Instructions to follow:
Extract each line of the records below that contains the string "shorts", and list those lines in the order in which they appear.

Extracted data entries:
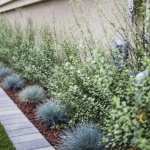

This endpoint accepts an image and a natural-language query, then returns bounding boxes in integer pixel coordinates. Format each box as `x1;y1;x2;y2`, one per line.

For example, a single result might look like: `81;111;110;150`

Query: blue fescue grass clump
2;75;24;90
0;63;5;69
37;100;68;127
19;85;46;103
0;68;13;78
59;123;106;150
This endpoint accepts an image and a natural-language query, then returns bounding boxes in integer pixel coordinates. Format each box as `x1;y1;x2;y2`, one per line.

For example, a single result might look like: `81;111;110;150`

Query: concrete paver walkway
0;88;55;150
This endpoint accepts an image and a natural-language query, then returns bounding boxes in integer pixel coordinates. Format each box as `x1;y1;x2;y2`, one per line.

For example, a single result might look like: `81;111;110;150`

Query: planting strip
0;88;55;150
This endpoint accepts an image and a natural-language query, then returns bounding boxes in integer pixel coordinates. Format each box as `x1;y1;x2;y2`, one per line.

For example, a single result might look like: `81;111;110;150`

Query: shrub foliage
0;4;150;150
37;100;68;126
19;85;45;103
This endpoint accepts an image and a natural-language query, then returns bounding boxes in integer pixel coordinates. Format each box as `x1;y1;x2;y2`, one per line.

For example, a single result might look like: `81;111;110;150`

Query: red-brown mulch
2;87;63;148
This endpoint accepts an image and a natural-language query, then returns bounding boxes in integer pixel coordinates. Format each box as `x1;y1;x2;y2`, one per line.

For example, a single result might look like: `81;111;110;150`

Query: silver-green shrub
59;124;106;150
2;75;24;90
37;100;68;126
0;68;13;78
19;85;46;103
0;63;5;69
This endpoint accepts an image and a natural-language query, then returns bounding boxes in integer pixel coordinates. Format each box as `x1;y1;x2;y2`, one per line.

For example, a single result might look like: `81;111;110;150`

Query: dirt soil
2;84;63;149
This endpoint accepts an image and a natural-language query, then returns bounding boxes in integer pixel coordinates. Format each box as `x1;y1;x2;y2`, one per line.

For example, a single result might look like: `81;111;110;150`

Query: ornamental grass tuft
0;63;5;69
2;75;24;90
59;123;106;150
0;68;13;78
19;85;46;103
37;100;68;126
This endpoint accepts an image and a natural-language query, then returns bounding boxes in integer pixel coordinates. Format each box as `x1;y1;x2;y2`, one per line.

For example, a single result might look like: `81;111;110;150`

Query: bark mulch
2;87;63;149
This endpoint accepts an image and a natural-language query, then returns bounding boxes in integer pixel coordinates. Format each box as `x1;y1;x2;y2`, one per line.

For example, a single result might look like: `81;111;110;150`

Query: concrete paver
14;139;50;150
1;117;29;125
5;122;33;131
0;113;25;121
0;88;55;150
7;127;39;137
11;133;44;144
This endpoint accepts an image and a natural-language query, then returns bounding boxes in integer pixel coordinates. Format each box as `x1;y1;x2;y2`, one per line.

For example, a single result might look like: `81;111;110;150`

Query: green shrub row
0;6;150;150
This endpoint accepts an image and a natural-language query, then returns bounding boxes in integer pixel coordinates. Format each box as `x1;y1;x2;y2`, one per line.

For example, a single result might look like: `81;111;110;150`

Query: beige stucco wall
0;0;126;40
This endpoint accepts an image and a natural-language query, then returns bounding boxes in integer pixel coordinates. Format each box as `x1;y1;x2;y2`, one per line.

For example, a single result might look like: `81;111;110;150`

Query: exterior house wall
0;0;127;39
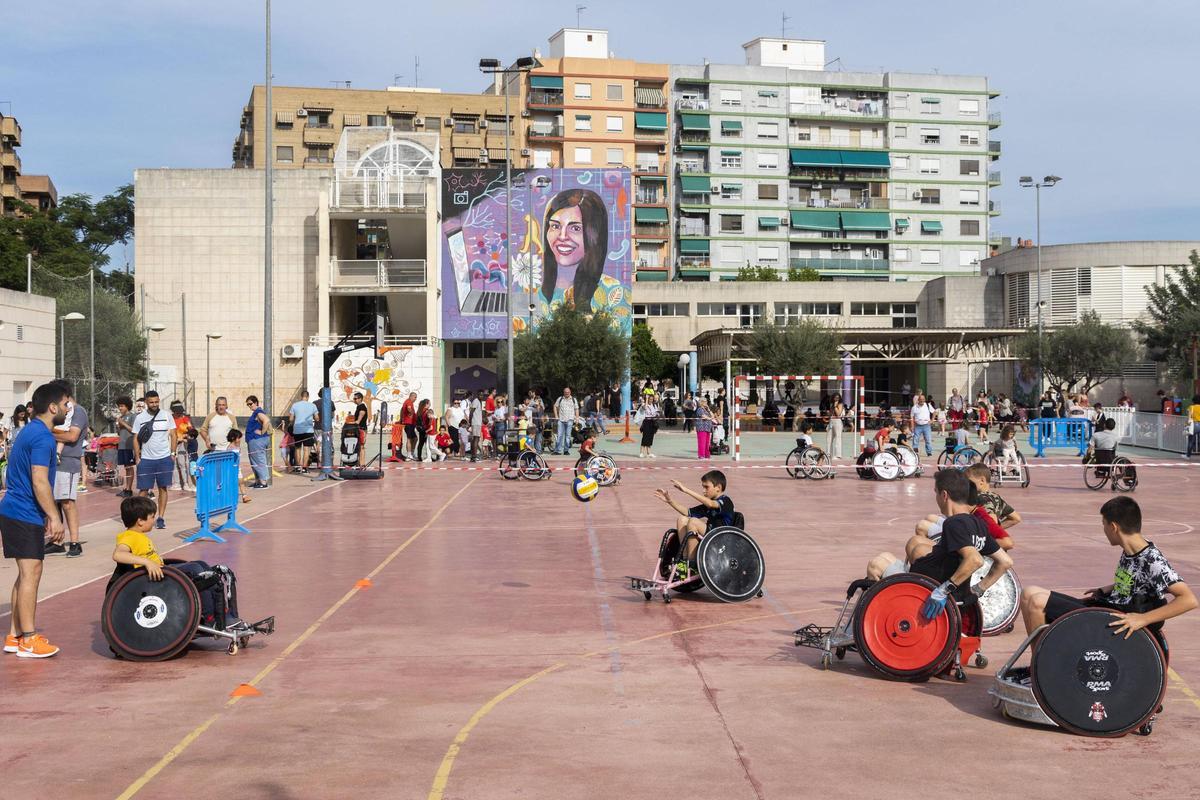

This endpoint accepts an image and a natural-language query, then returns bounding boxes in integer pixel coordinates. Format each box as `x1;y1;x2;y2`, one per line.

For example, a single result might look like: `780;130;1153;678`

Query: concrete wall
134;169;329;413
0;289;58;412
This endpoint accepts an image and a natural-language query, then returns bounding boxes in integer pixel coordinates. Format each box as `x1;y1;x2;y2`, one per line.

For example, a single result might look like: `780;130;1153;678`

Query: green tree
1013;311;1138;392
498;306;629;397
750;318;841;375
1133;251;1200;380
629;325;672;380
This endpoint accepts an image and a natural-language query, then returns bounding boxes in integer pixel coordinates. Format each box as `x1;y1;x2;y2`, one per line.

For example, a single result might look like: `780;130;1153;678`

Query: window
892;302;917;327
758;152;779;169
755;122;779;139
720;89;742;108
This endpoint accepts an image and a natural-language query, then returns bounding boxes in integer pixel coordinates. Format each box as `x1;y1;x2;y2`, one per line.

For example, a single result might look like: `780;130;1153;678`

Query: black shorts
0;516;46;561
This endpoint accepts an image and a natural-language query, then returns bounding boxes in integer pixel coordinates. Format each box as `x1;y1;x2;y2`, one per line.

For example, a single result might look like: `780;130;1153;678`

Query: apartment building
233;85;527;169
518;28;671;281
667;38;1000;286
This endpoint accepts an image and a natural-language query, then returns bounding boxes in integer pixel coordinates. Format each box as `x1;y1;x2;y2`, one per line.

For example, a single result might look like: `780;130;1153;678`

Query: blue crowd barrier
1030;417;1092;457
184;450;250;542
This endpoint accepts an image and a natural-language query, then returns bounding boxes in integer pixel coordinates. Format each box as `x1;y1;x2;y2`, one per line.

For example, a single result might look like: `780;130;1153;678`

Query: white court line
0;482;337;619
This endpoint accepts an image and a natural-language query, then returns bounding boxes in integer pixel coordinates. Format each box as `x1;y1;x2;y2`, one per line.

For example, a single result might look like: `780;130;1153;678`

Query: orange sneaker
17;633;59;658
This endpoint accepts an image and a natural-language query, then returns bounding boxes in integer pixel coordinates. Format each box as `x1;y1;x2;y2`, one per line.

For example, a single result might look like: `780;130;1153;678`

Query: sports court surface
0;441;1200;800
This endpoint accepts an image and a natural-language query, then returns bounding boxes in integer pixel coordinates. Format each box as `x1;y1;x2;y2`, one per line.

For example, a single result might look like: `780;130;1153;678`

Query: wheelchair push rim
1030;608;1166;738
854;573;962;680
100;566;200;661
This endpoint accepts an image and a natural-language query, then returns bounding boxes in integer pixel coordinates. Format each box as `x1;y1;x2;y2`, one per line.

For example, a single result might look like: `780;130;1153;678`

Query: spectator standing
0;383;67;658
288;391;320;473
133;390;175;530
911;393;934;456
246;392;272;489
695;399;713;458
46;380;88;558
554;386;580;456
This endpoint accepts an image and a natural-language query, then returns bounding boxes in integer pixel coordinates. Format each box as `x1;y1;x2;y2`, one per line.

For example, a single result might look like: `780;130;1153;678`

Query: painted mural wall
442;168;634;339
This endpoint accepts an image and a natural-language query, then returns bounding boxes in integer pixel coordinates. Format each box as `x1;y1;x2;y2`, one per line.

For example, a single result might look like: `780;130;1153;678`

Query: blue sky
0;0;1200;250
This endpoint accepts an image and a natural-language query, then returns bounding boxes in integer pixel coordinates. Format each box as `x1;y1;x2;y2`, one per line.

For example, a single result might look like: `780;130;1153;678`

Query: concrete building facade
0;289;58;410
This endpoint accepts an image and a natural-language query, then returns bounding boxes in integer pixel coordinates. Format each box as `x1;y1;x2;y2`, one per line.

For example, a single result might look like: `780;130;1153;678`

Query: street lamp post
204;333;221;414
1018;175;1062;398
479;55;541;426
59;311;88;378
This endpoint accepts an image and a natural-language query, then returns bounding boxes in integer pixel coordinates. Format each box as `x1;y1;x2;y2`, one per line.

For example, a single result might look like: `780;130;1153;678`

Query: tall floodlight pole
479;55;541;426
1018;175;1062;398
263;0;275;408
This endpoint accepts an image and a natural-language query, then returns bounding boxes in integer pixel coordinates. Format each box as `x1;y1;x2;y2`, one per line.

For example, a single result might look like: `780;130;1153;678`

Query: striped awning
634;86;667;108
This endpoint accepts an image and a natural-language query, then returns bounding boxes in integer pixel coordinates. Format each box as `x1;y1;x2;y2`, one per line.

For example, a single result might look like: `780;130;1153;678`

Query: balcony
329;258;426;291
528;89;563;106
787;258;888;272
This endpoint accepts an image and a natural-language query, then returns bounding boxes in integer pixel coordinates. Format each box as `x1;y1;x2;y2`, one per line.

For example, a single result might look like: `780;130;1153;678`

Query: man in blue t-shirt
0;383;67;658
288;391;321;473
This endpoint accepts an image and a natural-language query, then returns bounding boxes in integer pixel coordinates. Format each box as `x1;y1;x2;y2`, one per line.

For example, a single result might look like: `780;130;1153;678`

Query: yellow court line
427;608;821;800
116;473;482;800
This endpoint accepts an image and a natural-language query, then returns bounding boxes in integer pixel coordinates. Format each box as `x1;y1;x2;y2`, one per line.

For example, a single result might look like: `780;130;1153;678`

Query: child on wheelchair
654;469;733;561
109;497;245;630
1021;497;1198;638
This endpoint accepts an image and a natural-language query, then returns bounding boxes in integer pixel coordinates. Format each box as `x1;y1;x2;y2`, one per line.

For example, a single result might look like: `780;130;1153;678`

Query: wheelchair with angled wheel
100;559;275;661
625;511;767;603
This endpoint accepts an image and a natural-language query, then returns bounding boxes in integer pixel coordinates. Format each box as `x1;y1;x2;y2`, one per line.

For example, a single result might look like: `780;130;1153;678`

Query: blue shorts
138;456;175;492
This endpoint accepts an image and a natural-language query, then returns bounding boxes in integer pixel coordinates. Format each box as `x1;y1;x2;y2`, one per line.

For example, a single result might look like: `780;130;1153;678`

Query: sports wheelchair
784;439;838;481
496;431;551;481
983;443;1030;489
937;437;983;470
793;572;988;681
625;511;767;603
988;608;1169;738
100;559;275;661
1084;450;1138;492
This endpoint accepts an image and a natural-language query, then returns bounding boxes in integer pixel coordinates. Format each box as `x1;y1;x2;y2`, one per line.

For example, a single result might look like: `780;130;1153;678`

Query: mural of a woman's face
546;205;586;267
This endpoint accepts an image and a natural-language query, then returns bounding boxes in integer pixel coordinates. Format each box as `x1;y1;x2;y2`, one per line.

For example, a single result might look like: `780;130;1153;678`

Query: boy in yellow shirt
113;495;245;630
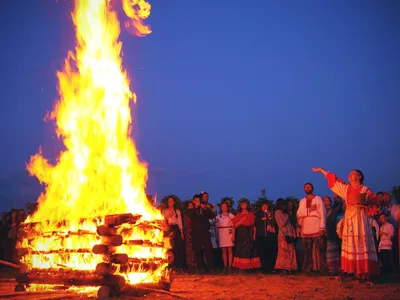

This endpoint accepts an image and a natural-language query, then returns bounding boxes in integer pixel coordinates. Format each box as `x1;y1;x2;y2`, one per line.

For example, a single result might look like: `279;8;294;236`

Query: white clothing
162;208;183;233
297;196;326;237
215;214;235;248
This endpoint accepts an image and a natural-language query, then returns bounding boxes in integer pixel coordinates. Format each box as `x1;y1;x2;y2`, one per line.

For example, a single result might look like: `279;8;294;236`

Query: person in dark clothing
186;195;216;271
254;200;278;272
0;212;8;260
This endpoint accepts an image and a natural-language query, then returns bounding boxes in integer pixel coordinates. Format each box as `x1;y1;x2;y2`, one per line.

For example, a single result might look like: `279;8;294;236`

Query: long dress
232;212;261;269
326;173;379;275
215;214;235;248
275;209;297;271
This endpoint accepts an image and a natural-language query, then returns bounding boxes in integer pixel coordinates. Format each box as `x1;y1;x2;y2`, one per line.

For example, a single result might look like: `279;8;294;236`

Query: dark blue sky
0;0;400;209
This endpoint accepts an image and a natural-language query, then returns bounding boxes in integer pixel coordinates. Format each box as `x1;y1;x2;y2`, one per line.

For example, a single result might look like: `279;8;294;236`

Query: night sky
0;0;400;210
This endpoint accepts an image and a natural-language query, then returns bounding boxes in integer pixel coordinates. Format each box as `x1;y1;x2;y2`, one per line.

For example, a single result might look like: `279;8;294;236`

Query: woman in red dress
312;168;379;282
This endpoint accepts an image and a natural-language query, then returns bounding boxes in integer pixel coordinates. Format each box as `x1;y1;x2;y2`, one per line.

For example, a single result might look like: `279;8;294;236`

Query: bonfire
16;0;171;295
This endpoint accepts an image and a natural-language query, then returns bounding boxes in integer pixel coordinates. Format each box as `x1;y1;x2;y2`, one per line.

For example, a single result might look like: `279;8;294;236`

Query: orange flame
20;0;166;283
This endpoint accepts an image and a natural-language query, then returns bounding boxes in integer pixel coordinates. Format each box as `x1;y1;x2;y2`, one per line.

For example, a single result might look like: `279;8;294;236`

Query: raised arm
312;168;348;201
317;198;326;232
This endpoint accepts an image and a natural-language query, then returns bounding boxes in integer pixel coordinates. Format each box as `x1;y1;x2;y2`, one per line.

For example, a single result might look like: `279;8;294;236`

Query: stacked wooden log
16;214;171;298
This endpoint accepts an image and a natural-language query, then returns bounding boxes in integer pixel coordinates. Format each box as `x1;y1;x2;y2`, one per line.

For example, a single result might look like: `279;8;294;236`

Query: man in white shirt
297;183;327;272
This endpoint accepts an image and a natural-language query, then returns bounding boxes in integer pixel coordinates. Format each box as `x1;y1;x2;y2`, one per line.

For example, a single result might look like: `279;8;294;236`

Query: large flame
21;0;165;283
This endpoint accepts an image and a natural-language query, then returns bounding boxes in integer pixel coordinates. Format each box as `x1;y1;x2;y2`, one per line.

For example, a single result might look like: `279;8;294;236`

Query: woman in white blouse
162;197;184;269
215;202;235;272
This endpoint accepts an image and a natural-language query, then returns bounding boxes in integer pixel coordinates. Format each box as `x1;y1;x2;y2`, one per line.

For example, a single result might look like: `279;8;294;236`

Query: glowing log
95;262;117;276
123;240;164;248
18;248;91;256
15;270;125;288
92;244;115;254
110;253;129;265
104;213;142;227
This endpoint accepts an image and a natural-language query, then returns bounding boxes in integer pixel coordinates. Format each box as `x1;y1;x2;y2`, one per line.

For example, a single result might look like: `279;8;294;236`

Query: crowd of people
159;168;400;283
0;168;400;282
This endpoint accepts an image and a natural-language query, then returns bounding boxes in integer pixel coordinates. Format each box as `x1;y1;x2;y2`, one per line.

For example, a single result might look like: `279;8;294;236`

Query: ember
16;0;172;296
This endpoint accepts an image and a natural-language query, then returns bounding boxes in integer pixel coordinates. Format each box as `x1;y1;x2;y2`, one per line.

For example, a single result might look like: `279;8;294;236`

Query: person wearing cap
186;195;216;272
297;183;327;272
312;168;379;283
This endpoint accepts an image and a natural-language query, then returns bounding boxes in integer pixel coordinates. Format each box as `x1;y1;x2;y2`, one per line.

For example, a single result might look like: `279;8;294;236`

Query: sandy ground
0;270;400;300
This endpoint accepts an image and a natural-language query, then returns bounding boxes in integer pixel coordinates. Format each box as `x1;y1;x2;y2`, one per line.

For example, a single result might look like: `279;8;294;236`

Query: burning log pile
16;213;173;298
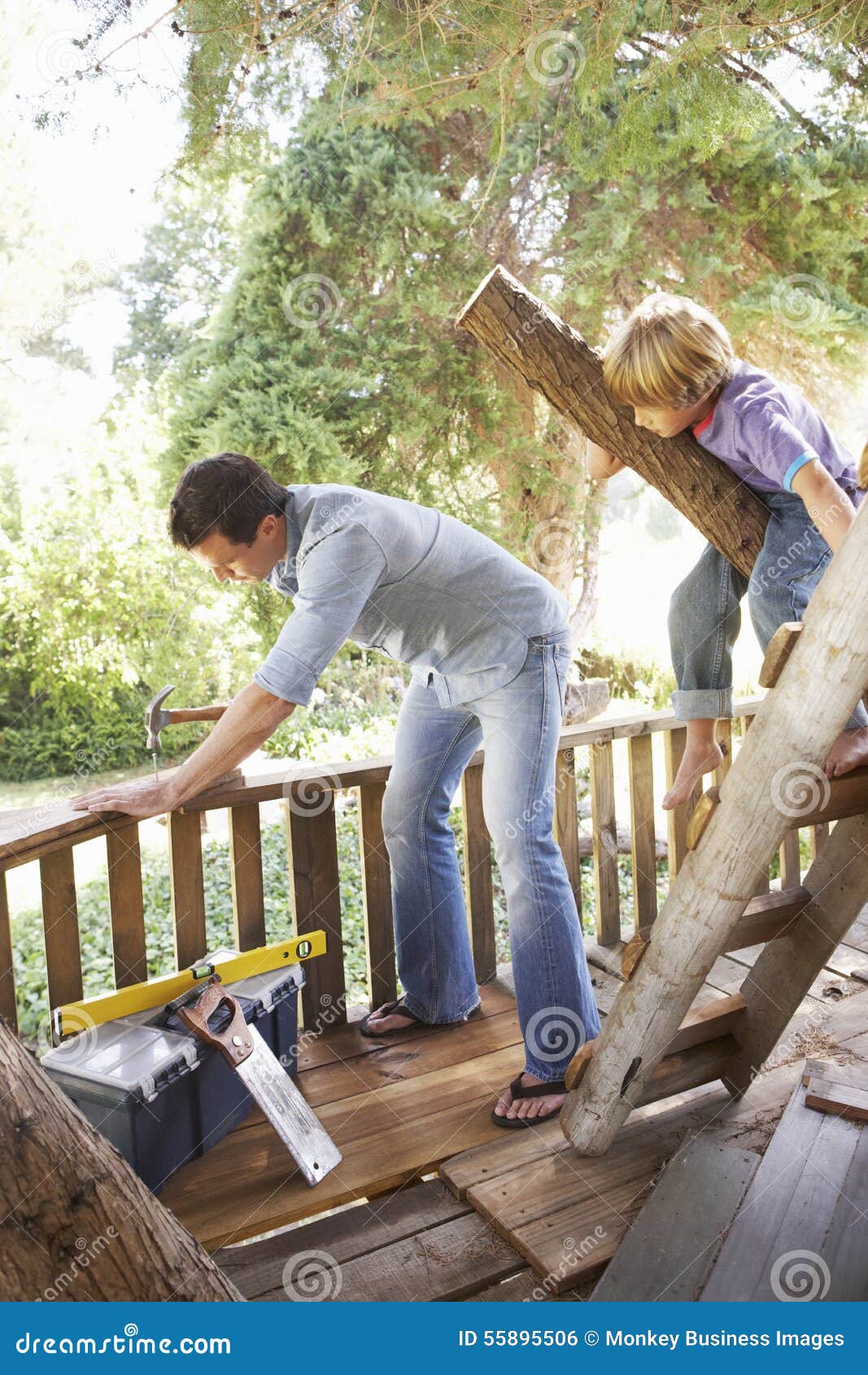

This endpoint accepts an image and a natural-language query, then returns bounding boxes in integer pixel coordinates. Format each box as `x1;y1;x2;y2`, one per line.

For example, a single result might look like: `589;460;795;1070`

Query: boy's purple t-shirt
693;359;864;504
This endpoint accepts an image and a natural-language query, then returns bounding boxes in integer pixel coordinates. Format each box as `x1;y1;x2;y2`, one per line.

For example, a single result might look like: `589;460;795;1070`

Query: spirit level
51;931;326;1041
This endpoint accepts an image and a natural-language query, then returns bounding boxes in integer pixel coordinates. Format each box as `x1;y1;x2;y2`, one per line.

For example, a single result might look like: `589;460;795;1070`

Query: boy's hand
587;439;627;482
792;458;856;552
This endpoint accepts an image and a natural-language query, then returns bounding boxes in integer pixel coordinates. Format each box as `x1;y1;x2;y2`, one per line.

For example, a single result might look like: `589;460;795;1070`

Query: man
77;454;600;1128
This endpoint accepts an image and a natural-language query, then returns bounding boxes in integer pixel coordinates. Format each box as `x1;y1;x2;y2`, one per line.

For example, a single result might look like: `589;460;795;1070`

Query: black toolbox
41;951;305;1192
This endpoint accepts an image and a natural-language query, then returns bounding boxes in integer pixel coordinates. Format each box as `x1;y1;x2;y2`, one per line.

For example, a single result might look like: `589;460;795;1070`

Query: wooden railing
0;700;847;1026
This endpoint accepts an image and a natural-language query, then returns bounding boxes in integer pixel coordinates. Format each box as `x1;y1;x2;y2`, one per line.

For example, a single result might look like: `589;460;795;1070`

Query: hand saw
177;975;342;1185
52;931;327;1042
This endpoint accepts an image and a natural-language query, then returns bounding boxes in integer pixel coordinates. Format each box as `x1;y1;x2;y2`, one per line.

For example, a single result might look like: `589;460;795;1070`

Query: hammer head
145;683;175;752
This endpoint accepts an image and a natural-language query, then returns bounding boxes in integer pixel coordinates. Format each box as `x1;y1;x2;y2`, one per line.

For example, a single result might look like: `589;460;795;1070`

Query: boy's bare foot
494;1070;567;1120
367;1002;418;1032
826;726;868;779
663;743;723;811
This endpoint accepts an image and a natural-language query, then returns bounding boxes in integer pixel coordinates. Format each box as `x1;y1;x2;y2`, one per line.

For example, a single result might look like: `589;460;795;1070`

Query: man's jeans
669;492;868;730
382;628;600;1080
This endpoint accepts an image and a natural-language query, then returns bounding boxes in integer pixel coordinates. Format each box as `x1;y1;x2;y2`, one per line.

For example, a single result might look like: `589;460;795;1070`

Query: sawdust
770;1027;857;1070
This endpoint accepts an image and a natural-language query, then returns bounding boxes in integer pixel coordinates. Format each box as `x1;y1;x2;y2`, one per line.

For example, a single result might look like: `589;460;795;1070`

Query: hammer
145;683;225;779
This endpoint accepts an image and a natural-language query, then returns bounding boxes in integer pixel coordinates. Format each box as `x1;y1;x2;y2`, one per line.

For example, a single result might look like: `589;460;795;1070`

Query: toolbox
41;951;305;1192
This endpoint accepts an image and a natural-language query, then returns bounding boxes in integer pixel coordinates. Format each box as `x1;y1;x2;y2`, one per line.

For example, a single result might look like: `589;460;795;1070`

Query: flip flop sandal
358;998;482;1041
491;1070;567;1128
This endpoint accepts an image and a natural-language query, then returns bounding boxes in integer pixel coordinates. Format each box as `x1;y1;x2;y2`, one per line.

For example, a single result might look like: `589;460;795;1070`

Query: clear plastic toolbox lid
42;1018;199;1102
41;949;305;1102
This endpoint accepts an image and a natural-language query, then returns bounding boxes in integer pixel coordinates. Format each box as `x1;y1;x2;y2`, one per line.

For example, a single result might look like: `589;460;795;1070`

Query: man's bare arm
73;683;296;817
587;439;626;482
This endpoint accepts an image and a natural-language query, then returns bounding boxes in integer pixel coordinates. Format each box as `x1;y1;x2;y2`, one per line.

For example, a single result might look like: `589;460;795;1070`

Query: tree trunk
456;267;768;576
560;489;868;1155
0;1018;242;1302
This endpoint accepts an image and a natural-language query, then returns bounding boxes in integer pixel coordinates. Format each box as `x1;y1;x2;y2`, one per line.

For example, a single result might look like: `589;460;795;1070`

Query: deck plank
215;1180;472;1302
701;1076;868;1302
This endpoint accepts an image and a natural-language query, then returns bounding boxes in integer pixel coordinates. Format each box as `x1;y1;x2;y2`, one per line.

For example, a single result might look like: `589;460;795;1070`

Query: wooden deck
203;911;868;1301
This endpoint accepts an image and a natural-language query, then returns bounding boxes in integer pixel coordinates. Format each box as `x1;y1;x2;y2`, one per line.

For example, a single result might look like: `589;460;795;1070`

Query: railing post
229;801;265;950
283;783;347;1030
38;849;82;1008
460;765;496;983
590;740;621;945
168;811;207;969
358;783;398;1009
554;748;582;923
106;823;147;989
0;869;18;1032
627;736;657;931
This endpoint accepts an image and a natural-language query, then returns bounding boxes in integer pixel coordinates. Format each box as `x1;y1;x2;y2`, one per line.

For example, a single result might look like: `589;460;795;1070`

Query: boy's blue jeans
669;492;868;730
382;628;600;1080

Result of the task:
Query: black shorts
Query: blue shorts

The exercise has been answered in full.